>> Start TEXT TO READ

Entrepreneurs have different reasons that lead them to take certain actions. The two most common distinctions between intrinsic and extrinsic MO are that intrinsic MO allows individuals to enjoy that which interests them, while extrinsic MO leads them to separable outcomes (Bergin et al., 1993). In addition, Shaver and Scott (1992) pointed out a positive association between EB and achievement MO. However, strong MO is needed for individuals to start up a business (Levesque, Shepherd, & Douglas, 2002). Additionally, the characteristics that influence MOs allow a perspective on the entrepreneurial process, while both the process and MO influence the decision of individuals to start up a business (Mota et al., 2019).
Valliere (2015) reported that MO is evidence that explains EB, and MO plays an important role in individuals creating their own business (Herron & Sapienza, 1992). According to some studies, entrepreneurial MO is related to market opportunities (Kontinen & Ojala, 2011) and other factors, such as intention and management roles, motivate entrepreneurs (Alessa, 2018). Research on the MO of entrepreneurs has been growing rapidly, as has the understanding of the MO that drives the start-up, growth, and exit of businesses (Murnieks et al., 2020). Furthermore, the characteristics of individuals affect entrepreneurial MO (Baron et al., 2016; Miller & Le Breton-Miller, 2017).
H4: SE, OP, and MO explain the nascent behavior of entrepreneurs.
GEM data indicate that compared to their female counterparts, males lead more new businesses and hire more employees (Arenius & Minniti, 2005), and men are less quick than females in completing the gestational period (Davidsson & Honig, 2003). In fact, one study shows that the expectation of business growth in Denmark resulted in male nascent entrepreneurs having higher expectations compared to their female counterparts, while another study showed no differences between males and females in terms of their growth expectations among US PSED respondents (Matthew & Human, 2000). This paper includes a theoretical framework to support the development of our hypotheses.
H5a: There is an effect of personal characteristics on SE. H5b There is an effect of personal characteristics on OP. H5c There is an effect of personal characteristics on MO. H5d There is an effect of personal characteristics on EB.
We compare and contrast the personal characteristics of entrepreneurs to identify gaps in EB, specifically SE, OP, and MO. There are several important areas where this study makes an original contribution to the literature. The focus of our survey is based on four core themes: SE, OP, MO, and EB. In addition, this study contributes to the knowledge of the impact of SE, MO, and OP on EB among shop-on-wheel businesses. To the best of our knowledge, this study is the first to examine the characteristics and behavior of shop-on-wheel entrepreneurs. Additionally, this study is the first to examine the associations among SE, OP, MO, and EB in terms of shop- on-wheel experiences. Most studies focused on behavior have examined entrepreneurial practice opportunities or the impact of SE on entrepreneurship. A few studies have mentioned a positive association between EBs and achievement MOs. We hope the findings of this study will be utilized by others to compare EB in publications. Additionally, there are different proportions of shop-on-wheel businesses that are well known, and such businesses have spread in foreign countries. Such businesses are one of the new and innovative businesses that have appeared significantly in Arab countries in recent times, requiring a small amount of capital to start a business.

>> End TEXT TO READ
>> Start DATASET ROWS

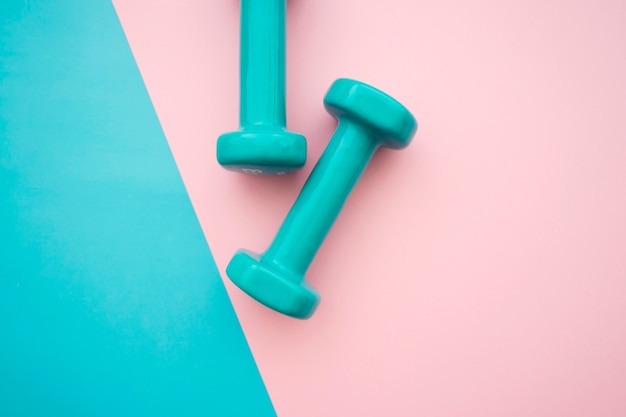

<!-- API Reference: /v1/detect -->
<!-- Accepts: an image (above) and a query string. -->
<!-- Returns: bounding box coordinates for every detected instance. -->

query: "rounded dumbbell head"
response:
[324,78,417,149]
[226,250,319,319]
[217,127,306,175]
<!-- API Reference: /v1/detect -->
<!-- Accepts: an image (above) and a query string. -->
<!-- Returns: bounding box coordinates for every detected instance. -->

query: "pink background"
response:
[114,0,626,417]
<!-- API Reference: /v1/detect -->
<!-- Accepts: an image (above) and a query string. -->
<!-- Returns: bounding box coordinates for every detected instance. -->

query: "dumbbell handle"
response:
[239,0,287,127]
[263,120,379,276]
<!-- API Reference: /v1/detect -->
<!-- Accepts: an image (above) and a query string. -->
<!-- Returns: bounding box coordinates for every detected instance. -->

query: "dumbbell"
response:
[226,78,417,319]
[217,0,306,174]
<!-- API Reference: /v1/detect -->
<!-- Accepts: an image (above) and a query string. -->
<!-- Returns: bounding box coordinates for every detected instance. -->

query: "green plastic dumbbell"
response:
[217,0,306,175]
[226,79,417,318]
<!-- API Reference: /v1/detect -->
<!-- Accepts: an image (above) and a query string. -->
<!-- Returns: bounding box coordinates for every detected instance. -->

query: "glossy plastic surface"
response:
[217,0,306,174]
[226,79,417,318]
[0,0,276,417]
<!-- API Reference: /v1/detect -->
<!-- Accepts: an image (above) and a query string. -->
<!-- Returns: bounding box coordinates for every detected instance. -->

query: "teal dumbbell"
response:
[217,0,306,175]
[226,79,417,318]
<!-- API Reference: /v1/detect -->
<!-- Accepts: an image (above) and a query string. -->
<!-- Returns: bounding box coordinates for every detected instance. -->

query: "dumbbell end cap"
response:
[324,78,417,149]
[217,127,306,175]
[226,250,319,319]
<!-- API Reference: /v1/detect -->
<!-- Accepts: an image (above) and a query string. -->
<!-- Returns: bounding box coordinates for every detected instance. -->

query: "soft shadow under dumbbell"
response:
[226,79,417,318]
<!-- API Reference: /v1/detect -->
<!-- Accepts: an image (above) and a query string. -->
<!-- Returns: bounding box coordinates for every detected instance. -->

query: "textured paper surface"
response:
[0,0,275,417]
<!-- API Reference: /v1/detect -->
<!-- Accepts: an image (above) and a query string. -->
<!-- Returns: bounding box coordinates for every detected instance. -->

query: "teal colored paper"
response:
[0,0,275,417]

>> End DATASET ROWS

_GIVEN PROBLEM:_ Reproduce word for word the portion of the passage on entrepreneurial motivation between "H5a: There is" and "characteristics on EB.", inclusive.

_EXERCISE SOLUTION:_
H5a: There is an effect of personal characteristics on SE. H5b There is an effect of personal characteristics on OP. H5c There is an effect of personal characteristics on MO. H5d There is an effect of personal characteristics on EB.